Texte étudié →
----
Retours en institution

 Retours en institution

Il y a peu, une professionnelle me faisait part de cette situation. Elle travaille dans un dispositif d’unité d’enseignement externalisée (pour élèves sourds), qui n’a pas attendu les derniers décrets pour se délocaliser dans un groupe scolaire maternelle et élémentaire, depuis plus de vingt ans. La simple délocalisation initiale d’origine s’est peu à peu transformée en un dispositif pratiquant, pour la plupart des élèves, sur des temps variables, des temps d’inclusion accompagnée. Arrivent dans le dispositifs deux jeunes élèves, « agités » sur le plan comportemental et relationnel. Au bout de quelques semaines, l’institution scolaire (avec tous ses acteurs) fait le « constat » que ces deux élèves, même s’ils étaient accompagnés en permanence dans leurs activités, n’avaient pas leur place dans l’école. Voilà donc le service contraint de réinstutionnaliser un dispositif, de recréer un groupe (avec deux élèves !) au sein de l’institution.

Ces enfants seront-ils mieux dans ce retour à l’institution ? Rien n’est moins sûr. Et cette professionnelle, pourtant très favorable à l’inclusion, se trouve contrainte de penser que celle-ci n’est pas possible dans le contexte. Bien sûr, il y a des enfants qui souffrent énormément dans le milieu scolaire ordinaire, et cette situation n’est pas propre aux enfants en situation de handicap (le harcèlement scolaire est là pour nous le rappeler). A ce titre, des enfants en situation de handicap peuvent trouver protection dans une institution spécialisée, séparée de l’école ordinaire : moins de stress, moins de souffrance…Mais si cela s’avère juste dans certaines situations, ce n’est pas que ces enfants soient destinés par nature (parce qu’ils sont handicapés) à des établissements particuliers et spécialisés (IME, ITEP, …), mais bien parce que l’école n’est pas en mesure de les accueillir convenablement pour qu’ils aient une vie satisfaisante et qu’ils y fassent des apprentissages, ou encore parce que l’institution école n’a pas encore véritablement compris sa mission d’accueillir tous les enfants, même dans l’hypothèse d’un accompagnement adapté.
On peut regretter que les institutions perdurent, que le système institutionnel manque de places pour accueillir des enfants en situation de handicap. Est-il légitime qu’elles perdurent ? Sur le principe non : L’exclusion d’une personne de la société, hors du vivre ensemble, n’est pas légitime sur le plan éthique. On devrait par conséquent être tous favorables à l’accueil des personnes en situation de handicap dans les institutions de la vie ordinaire. Les institutions spécialisées ont été justement et légitimement critiquées : lieux d’exclusion, de non droits, d’abus, etc… L’on ne peut se satisfaire d’une telle situation, même si les conditions de fonctionnement des institutions se sont améliorées. La protection des personnes qui pouvaient justifier de leur existence ne fait plus recette face aux aspirations des personnes d’accès aux droits et aux habitudes de vie de tous.
La désinstitutionnalisation apparaît donc comme une réponse cohérente face à cette situation. A condition toutefois que les conditions de vie ou d’accueil dans les institutions ordinaires (école, travail, loisirs, citoyenneté, ville, …) ne soient pas pires que la vie en institution. L’exemple de l’école ci-dessus n’est pas isolé. On retrouve cette même difficulté du milieu du travail et de l’emploi à s’ouvrir et à accueillir des personnes en situation de handicap, pour des questions de rentabilité souvent, et parce que le milieu de travail est aujourd’hui source de souffrance, de stress, de pénibilité et de handicap. A tel point que des adultes ayant eu un « bug » au travail n’ont parfois qu’un souhait, celui de travailler dans un milieu protégé ou spécialisé !
La pérennité des institutions et les retours dans les institutions n’invalident pas la philosophie inclusive. Ils ne font que prendre acte de l’absence de transformations de la société, qui reste non inclusive. C’est l’état de la société qui explique cette situation, non des oppositions de principe au principe inclusif. La désinstitutionnalisation ne fait pas la société inclusive.
----
Lignes fournies →
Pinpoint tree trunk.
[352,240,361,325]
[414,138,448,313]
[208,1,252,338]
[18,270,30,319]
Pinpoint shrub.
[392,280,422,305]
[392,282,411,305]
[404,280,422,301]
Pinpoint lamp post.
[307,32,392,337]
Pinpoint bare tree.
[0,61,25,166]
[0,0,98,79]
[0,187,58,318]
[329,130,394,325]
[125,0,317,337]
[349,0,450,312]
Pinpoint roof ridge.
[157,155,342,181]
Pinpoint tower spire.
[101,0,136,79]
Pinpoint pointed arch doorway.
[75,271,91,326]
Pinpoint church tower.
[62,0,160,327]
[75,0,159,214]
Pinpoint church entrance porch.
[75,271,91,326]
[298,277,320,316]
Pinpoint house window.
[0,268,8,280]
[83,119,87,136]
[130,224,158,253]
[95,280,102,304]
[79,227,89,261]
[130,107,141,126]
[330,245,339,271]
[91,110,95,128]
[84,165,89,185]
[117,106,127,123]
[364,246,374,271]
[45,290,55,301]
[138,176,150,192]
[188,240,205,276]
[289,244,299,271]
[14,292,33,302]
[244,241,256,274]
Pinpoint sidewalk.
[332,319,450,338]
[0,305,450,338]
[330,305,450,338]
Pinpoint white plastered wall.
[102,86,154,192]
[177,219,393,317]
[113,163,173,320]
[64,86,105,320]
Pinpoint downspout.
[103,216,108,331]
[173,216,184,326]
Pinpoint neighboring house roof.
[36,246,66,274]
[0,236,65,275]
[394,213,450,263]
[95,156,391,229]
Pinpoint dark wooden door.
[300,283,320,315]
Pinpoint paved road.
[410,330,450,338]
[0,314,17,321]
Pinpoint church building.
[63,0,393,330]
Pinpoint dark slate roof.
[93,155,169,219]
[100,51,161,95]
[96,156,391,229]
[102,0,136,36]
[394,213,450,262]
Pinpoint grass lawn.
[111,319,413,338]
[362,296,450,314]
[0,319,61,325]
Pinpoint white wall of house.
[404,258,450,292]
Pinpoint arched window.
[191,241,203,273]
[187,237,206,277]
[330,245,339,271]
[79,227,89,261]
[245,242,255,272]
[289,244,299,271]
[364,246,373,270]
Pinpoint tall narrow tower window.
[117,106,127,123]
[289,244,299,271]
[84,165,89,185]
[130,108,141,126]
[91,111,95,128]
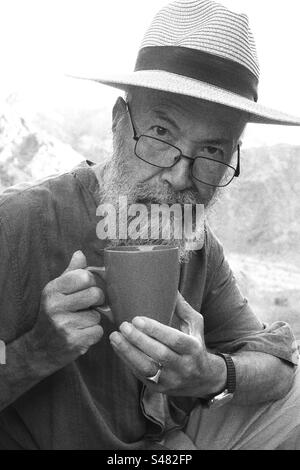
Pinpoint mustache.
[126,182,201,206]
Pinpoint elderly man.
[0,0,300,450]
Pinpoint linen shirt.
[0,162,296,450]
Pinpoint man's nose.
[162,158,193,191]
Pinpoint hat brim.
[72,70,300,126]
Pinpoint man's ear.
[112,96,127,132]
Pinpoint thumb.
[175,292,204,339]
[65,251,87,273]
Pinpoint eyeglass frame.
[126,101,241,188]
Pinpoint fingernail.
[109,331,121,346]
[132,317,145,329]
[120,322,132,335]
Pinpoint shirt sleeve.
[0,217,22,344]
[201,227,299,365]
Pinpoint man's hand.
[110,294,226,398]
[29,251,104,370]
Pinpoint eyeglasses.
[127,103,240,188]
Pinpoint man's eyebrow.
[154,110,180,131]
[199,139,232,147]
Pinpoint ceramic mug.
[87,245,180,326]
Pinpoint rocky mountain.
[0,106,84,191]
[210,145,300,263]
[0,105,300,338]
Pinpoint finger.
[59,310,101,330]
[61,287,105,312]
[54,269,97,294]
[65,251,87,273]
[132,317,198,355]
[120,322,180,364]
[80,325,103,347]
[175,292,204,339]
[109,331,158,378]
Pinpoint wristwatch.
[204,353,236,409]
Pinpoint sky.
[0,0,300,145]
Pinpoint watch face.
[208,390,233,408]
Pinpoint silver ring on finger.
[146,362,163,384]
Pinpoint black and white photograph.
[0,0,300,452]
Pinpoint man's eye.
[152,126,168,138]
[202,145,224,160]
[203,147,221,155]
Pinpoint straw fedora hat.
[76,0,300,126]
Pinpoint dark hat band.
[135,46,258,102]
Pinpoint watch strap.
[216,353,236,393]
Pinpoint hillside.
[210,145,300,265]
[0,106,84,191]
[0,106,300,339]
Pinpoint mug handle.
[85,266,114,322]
----
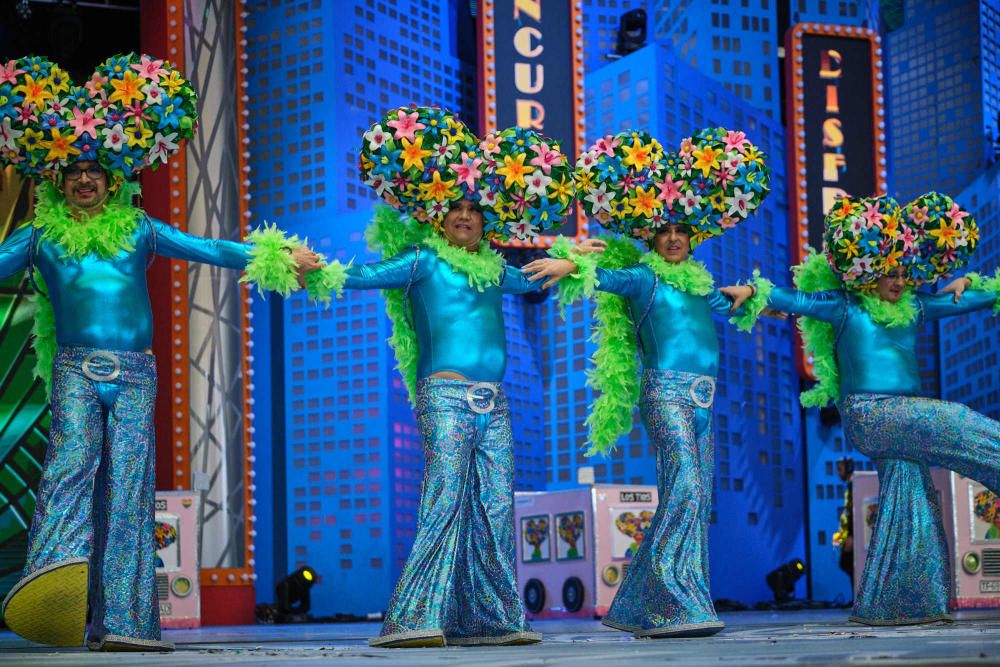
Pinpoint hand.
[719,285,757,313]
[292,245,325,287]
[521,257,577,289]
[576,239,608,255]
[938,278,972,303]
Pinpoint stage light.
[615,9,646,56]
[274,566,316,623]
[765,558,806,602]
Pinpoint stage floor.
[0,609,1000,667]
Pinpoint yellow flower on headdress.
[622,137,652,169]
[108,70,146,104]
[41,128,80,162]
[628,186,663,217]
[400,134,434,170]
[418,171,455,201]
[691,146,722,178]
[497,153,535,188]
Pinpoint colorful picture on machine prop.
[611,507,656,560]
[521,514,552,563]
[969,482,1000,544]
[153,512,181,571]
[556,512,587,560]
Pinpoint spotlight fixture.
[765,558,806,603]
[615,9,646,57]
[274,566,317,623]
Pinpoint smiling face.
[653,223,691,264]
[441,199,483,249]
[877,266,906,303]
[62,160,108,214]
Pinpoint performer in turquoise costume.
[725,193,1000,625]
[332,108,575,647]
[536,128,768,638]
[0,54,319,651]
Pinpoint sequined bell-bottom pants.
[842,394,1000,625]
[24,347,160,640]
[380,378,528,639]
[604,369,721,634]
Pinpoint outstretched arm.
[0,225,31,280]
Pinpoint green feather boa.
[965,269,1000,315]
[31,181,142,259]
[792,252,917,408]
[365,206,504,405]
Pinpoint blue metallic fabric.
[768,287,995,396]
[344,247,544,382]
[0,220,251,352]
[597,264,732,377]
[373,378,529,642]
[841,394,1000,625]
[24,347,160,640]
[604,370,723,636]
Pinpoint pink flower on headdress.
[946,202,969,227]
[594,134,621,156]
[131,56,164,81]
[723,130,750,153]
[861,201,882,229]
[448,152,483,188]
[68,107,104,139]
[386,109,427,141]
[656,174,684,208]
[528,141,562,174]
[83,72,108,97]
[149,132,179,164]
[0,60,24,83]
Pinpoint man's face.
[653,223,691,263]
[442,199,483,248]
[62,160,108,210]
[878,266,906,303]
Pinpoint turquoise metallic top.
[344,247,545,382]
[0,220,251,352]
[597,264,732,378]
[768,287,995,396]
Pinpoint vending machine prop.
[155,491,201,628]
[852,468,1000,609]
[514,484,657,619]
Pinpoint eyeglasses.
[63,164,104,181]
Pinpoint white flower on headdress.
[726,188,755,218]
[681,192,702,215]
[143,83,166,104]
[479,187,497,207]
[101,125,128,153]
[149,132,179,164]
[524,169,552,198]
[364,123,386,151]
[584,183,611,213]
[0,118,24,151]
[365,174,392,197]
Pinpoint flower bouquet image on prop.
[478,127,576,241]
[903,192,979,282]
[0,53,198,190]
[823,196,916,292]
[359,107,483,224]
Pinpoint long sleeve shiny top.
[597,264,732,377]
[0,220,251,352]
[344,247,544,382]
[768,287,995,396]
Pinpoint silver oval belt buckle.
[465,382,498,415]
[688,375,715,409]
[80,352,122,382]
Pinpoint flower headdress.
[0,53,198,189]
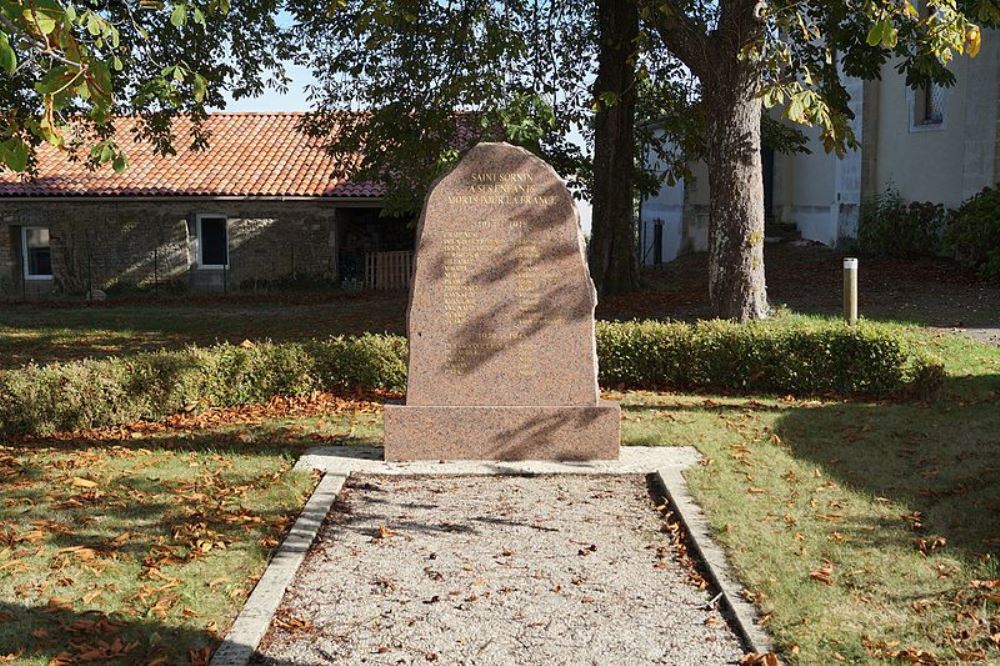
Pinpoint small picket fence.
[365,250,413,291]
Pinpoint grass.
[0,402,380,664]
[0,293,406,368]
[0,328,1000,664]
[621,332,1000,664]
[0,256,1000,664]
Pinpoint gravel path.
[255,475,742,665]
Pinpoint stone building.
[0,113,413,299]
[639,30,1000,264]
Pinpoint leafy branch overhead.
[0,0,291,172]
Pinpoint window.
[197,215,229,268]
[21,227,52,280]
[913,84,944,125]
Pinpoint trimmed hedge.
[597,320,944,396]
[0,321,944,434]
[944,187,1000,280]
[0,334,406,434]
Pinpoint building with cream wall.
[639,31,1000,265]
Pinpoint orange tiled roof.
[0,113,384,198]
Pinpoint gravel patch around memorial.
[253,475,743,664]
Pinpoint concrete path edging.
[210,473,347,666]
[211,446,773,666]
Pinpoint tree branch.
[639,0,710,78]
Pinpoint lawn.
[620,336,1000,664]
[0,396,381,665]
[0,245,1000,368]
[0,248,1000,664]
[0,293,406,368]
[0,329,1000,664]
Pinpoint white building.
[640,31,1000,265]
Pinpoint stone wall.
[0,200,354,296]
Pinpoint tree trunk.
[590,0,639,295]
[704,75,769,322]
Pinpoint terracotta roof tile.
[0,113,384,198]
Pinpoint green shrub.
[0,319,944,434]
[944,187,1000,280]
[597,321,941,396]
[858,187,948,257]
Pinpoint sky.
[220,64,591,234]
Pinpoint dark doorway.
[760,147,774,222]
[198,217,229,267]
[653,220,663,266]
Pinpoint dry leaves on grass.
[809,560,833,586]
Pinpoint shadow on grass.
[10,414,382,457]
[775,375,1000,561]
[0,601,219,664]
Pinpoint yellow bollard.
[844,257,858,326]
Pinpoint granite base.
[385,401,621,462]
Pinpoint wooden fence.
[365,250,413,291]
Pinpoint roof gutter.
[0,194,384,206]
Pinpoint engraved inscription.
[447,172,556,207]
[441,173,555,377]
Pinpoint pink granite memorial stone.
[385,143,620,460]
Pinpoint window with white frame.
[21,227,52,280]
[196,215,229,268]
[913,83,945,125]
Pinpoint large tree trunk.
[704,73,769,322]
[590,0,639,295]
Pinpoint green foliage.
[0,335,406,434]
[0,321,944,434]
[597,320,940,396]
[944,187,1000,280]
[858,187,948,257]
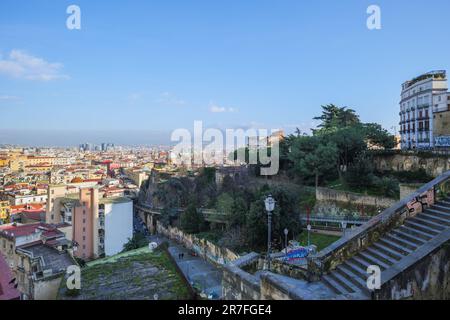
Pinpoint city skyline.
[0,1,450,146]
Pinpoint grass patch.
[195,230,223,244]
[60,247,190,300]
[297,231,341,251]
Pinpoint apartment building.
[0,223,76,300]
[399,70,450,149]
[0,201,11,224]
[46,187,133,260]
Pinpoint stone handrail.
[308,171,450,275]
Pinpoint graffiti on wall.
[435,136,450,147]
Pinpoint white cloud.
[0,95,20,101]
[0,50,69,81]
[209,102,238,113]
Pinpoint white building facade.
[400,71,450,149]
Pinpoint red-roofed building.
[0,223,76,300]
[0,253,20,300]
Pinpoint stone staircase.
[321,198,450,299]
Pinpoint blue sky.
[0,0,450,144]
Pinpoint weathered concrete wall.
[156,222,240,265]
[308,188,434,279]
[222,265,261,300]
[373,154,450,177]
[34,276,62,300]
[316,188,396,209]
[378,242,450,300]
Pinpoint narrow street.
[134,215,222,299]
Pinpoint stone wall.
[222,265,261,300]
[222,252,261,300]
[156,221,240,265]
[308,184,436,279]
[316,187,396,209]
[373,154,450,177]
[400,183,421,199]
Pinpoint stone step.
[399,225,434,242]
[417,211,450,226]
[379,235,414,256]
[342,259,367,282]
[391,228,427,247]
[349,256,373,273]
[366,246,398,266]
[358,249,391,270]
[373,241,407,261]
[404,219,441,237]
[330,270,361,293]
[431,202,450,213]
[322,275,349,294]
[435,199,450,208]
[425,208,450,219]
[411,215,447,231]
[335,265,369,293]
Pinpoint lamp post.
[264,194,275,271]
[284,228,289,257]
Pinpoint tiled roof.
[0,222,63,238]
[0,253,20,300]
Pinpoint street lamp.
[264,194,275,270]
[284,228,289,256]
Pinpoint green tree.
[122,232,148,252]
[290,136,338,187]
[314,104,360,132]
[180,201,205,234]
----
Liste des tâches →
**a.** Recopiez le passage du texte sur les retours en institution, en commençant à « On peut regretter » et en terminant à « vie de tous. ».
**b.** Répondez à ces questions sur le texte étudié :
(i) Depuis combien de temps le dispositif pour élèves sourds est-il installé dans un groupe scolaire ?
(ii) Combien d'élèves compte le groupe que le service doit recréer au sein de l'institution ?
(iii) Quels établissements spécialisés le texte donne-t-il en exemple ?

Réponses aux tâches →
**a.**
On peut regretter que les institutions perdurent, que le système institutionnel manque de places pour accueillir des enfants en situation de handicap. Est-il légitime qu’elles perdurent ? Sur le principe non : L’exclusion d’une personne de la société, hors du vivre ensemble, n’est pas légitime sur le plan éthique. On devrait par conséquent être tous favorables à l’accueil des personnes en situation de handicap dans les institutions de la vie ordinaire. Les institutions spécialisées ont été justement et légitimement critiquées : lieux d’exclusion, de non droits, d’abus, etc… L’on ne peut se satisfaire d’une telle situation, même si les conditions de fonctionnement des institutions se sont améliorées. La protection des personnes qui pouvaient justifier de leur existence ne fait plus recette face aux aspirations des personnes d’accès aux droits et aux habitudes de vie de tous.

**b.**
(i) Depuis plus de vingt ans.
(ii) Deux élèves.
(iii) Les IME et les ITEP.